Stated task: Turn the part of the records that starts with the line containing "Target: wispy cloud" and runs through the end of the records into a JSON list of strings, one string per line, leaving out blank lines.

==== Raw data

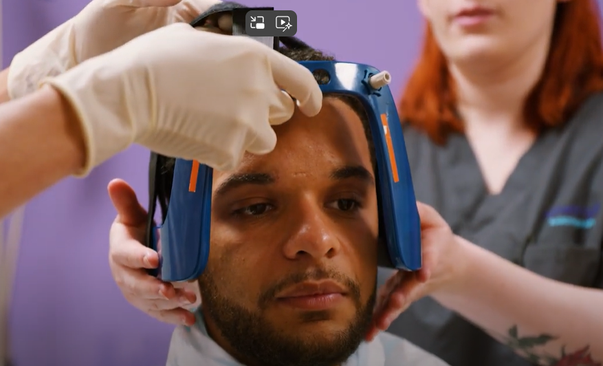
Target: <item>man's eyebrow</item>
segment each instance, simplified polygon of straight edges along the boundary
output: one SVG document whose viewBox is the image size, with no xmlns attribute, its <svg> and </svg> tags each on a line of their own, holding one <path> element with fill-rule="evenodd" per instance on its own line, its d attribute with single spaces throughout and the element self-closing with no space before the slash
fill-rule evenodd
<svg viewBox="0 0 603 366">
<path fill-rule="evenodd" d="M 331 178 L 336 180 L 355 178 L 364 180 L 370 184 L 375 184 L 375 177 L 373 177 L 373 174 L 361 165 L 338 168 L 331 172 Z"/>
<path fill-rule="evenodd" d="M 215 195 L 226 195 L 228 191 L 246 184 L 264 186 L 274 182 L 274 177 L 264 173 L 234 174 L 220 184 L 216 189 Z"/>
</svg>

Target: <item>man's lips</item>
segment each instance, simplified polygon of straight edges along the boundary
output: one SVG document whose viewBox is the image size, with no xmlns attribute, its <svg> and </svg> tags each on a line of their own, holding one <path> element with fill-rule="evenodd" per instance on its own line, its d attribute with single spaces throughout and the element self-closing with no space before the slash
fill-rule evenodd
<svg viewBox="0 0 603 366">
<path fill-rule="evenodd" d="M 333 281 L 304 282 L 276 296 L 278 303 L 306 310 L 324 310 L 336 306 L 347 292 Z"/>
</svg>

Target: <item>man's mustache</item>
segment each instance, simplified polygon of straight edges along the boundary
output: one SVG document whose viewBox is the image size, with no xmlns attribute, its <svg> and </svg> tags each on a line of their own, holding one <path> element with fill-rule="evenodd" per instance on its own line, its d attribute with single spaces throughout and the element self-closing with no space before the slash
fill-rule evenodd
<svg viewBox="0 0 603 366">
<path fill-rule="evenodd" d="M 352 279 L 332 269 L 316 268 L 305 272 L 298 272 L 288 274 L 267 290 L 265 291 L 259 300 L 260 309 L 265 309 L 276 297 L 276 294 L 284 290 L 308 281 L 331 280 L 342 285 L 350 294 L 352 300 L 357 304 L 360 303 L 360 284 Z"/>
</svg>

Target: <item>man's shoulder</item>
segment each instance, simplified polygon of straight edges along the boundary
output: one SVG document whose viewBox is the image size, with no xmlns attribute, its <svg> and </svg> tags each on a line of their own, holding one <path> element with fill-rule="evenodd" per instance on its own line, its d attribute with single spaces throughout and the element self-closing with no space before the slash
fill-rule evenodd
<svg viewBox="0 0 603 366">
<path fill-rule="evenodd" d="M 383 332 L 377 336 L 385 354 L 385 366 L 450 366 L 436 356 L 397 336 Z"/>
</svg>

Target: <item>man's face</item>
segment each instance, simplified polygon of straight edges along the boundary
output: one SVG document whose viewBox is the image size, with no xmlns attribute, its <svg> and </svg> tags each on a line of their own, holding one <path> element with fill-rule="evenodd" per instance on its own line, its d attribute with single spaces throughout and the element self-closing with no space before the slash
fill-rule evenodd
<svg viewBox="0 0 603 366">
<path fill-rule="evenodd" d="M 326 98 L 274 127 L 265 155 L 215 172 L 199 278 L 212 336 L 247 365 L 333 365 L 358 347 L 375 301 L 374 173 L 359 116 Z"/>
</svg>

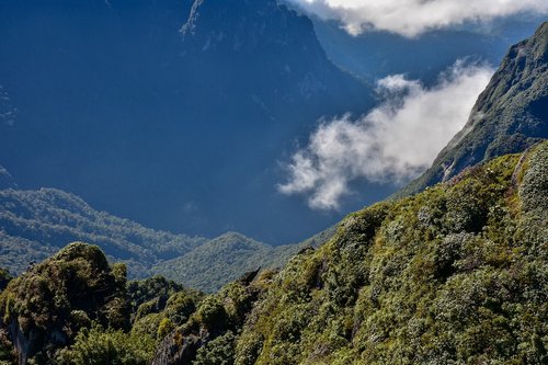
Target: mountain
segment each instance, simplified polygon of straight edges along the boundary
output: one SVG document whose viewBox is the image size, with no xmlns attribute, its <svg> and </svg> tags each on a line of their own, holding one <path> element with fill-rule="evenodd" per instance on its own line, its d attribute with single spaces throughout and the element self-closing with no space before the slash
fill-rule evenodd
<svg viewBox="0 0 548 365">
<path fill-rule="evenodd" d="M 374 30 L 350 35 L 338 21 L 317 15 L 310 19 L 328 57 L 341 68 L 366 80 L 403 73 L 426 85 L 435 84 L 439 73 L 456 59 L 500 64 L 510 45 L 528 37 L 545 20 L 543 15 L 515 15 L 493 19 L 489 24 L 468 22 L 408 38 Z"/>
<path fill-rule="evenodd" d="M 546 363 L 547 163 L 544 142 L 351 215 L 275 277 L 235 364 Z"/>
<path fill-rule="evenodd" d="M 0 190 L 0 267 L 23 273 L 72 241 L 92 242 L 111 262 L 124 262 L 130 278 L 162 274 L 207 293 L 256 269 L 283 267 L 297 252 L 319 247 L 329 228 L 300 243 L 272 247 L 237 232 L 214 239 L 142 227 L 93 209 L 56 189 Z"/>
<path fill-rule="evenodd" d="M 8 170 L 0 166 L 0 189 L 16 187 L 13 176 Z"/>
<path fill-rule="evenodd" d="M 281 272 L 209 296 L 161 277 L 126 283 L 124 264 L 69 244 L 8 278 L 0 360 L 544 364 L 547 164 L 544 141 L 378 203 Z"/>
<path fill-rule="evenodd" d="M 320 117 L 373 103 L 308 18 L 274 0 L 5 0 L 0 34 L 0 113 L 16 111 L 0 121 L 0 160 L 22 189 L 272 244 L 340 219 L 276 190 Z"/>
<path fill-rule="evenodd" d="M 334 230 L 329 228 L 300 243 L 278 247 L 228 232 L 186 254 L 152 266 L 151 272 L 206 293 L 215 293 L 244 272 L 284 267 L 299 251 L 317 248 L 329 241 Z"/>
<path fill-rule="evenodd" d="M 192 251 L 207 240 L 145 228 L 91 208 L 55 190 L 0 190 L 0 266 L 23 272 L 72 241 L 100 246 L 112 261 L 128 264 L 132 277 L 149 274 L 160 260 Z"/>
<path fill-rule="evenodd" d="M 8 284 L 0 295 L 0 338 L 12 339 L 19 364 L 45 364 L 91 321 L 127 328 L 125 296 L 124 265 L 110 266 L 96 246 L 75 242 Z M 4 345 L 0 356 L 10 364 Z"/>
<path fill-rule="evenodd" d="M 402 196 L 446 181 L 467 167 L 520 152 L 548 138 L 548 22 L 514 45 L 468 123 L 439 152 L 432 167 L 397 194 Z"/>
</svg>

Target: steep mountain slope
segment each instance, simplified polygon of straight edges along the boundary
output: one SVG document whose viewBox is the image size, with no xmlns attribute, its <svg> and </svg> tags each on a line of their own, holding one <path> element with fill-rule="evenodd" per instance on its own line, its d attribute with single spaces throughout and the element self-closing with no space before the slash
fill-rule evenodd
<svg viewBox="0 0 548 365">
<path fill-rule="evenodd" d="M 132 277 L 148 275 L 169 260 L 203 244 L 205 238 L 156 231 L 98 212 L 76 195 L 55 190 L 0 190 L 0 266 L 21 273 L 72 241 L 100 246 L 113 261 L 124 261 Z"/>
<path fill-rule="evenodd" d="M 543 138 L 548 138 L 548 22 L 510 49 L 463 130 L 397 196 L 418 193 L 495 156 L 523 151 Z"/>
<path fill-rule="evenodd" d="M 125 266 L 75 242 L 9 283 L 0 295 L 0 337 L 9 333 L 18 364 L 52 364 L 80 328 L 95 321 L 124 329 L 128 313 Z"/>
<path fill-rule="evenodd" d="M 546 363 L 547 168 L 544 142 L 350 215 L 275 276 L 235 364 Z"/>
<path fill-rule="evenodd" d="M 340 219 L 275 187 L 319 117 L 372 103 L 306 16 L 275 0 L 5 0 L 0 34 L 0 85 L 18 111 L 0 122 L 0 159 L 21 187 L 273 244 Z"/>
<path fill-rule="evenodd" d="M 0 267 L 22 273 L 72 241 L 98 244 L 112 262 L 128 265 L 128 276 L 162 274 L 204 292 L 216 292 L 259 267 L 283 267 L 300 250 L 319 247 L 329 228 L 300 243 L 272 247 L 231 232 L 190 237 L 142 227 L 98 212 L 80 197 L 55 189 L 0 190 Z"/>
<path fill-rule="evenodd" d="M 258 242 L 240 233 L 228 232 L 180 258 L 152 266 L 151 272 L 190 287 L 214 293 L 244 272 L 285 266 L 299 251 L 317 248 L 329 241 L 334 231 L 334 228 L 329 228 L 300 243 L 278 247 Z"/>
<path fill-rule="evenodd" d="M 0 189 L 16 187 L 13 176 L 8 170 L 0 166 Z"/>
</svg>

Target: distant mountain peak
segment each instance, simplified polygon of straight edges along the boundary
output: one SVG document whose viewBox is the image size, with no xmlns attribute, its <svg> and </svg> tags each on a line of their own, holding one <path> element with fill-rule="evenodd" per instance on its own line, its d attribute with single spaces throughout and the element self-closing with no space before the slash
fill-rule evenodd
<svg viewBox="0 0 548 365">
<path fill-rule="evenodd" d="M 467 167 L 522 152 L 548 138 L 548 22 L 512 46 L 479 95 L 465 127 L 432 167 L 403 191 L 408 195 L 447 181 Z"/>
</svg>

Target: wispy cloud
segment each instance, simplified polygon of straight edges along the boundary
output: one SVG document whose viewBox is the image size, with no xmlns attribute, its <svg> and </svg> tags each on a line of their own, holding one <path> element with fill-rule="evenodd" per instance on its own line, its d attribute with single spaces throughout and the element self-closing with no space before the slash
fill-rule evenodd
<svg viewBox="0 0 548 365">
<path fill-rule="evenodd" d="M 466 21 L 483 22 L 523 12 L 548 13 L 546 0 L 290 0 L 351 34 L 375 28 L 413 37 Z"/>
<path fill-rule="evenodd" d="M 379 106 L 324 122 L 287 163 L 284 194 L 307 194 L 311 208 L 336 209 L 352 181 L 403 182 L 424 171 L 466 124 L 493 69 L 457 61 L 435 87 L 395 75 L 378 81 Z"/>
</svg>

========

Task result:
[
  "Target: wispy cloud",
  "segment each instance, simplified polygon of straight edges along the boundary",
  "output: one SVG document whose viewBox is the image size, with no xmlns attribute, its <svg> and </svg> tags each on a line of their own, holding one <path> element with fill-rule=\"evenodd\" per instance on its own line, its d attribute with single spaces throughout and the element self-closing with no space before the slash",
  "fill-rule evenodd",
  "<svg viewBox=\"0 0 548 365\">",
  "<path fill-rule=\"evenodd\" d=\"M 466 21 L 483 22 L 523 12 L 548 13 L 546 0 L 290 0 L 351 34 L 375 28 L 413 37 Z\"/>",
  "<path fill-rule=\"evenodd\" d=\"M 379 106 L 324 122 L 287 163 L 284 194 L 307 194 L 311 208 L 336 209 L 352 181 L 403 182 L 424 171 L 466 124 L 493 69 L 457 61 L 435 87 L 395 75 L 378 81 Z\"/>",
  "</svg>"
]